Your assignment:
Only these lines of the data below are wanted: the one with "positive clicks: (986, 1028) (957, 1030)", the one with "negative clicks: (282, 909)", and any lines between them, each repeated exactly.

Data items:

+ + + + +

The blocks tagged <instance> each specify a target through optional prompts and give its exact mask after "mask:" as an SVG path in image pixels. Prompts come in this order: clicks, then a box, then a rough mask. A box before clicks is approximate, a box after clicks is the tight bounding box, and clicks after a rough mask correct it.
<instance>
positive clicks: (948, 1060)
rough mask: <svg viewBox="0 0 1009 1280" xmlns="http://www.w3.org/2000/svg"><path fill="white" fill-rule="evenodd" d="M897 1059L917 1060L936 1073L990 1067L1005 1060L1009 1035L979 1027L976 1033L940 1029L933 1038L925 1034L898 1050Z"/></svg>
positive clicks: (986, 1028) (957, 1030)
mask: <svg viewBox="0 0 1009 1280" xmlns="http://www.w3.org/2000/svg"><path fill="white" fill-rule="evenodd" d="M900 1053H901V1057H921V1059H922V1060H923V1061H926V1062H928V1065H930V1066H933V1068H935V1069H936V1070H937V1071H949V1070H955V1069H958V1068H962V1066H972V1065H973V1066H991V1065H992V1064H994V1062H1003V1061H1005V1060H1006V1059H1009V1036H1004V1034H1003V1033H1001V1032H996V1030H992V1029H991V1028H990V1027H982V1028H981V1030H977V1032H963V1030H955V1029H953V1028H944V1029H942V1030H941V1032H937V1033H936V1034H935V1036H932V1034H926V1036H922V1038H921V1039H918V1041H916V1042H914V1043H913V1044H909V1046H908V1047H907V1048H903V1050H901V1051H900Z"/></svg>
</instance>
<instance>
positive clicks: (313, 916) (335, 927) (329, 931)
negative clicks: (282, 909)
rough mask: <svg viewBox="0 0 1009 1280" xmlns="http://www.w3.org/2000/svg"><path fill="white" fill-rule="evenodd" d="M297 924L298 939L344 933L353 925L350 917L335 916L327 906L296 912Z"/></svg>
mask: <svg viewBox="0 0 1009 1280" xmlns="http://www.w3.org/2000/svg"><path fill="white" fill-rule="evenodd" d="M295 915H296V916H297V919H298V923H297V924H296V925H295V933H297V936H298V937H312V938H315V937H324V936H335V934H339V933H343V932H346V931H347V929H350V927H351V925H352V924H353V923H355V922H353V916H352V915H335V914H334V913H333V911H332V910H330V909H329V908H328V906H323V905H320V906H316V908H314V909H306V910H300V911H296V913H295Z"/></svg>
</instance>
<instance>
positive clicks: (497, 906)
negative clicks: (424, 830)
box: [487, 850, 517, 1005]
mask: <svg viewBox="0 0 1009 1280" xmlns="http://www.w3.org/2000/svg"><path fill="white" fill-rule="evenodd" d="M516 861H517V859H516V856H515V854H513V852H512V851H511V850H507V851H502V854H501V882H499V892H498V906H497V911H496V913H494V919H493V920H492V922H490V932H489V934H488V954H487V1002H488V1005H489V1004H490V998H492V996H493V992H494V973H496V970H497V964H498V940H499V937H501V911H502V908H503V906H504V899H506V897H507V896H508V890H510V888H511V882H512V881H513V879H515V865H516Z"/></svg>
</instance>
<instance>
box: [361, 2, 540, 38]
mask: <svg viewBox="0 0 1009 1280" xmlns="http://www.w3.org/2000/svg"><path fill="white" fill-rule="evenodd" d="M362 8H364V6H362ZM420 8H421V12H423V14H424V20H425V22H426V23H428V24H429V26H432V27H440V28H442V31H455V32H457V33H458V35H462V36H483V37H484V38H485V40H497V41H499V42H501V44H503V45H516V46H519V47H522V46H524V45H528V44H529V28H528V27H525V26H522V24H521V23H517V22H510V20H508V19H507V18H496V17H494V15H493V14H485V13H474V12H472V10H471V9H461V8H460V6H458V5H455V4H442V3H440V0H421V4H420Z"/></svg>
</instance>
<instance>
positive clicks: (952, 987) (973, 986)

+ + + + +

Answer section:
positive clicks: (986, 1028) (957, 1030)
mask: <svg viewBox="0 0 1009 1280" xmlns="http://www.w3.org/2000/svg"><path fill="white" fill-rule="evenodd" d="M900 1053H901V1057H921V1059H922V1060H923V1061H926V1062H928V1065H930V1066H933V1068H935V1069H936V1070H937V1071H949V1070H955V1069H958V1068H962V1066H972V1065H973V1066H991V1065H992V1064H994V1062H1003V1061H1005V1060H1006V1059H1009V1036H1004V1034H1003V1033H1001V1032H996V1030H992V1029H991V1028H990V1027H982V1028H981V1030H977V1032H963V1030H955V1029H953V1028H944V1029H942V1030H941V1032H937V1033H936V1034H935V1036H932V1034H926V1036H922V1038H921V1039H918V1041H916V1042H914V1043H913V1044H909V1046H908V1047H907V1048H903V1050H901V1051H900Z"/></svg>
</instance>
<instance>
positive clicks: (313, 916) (335, 927) (329, 931)
negative clicks: (282, 909)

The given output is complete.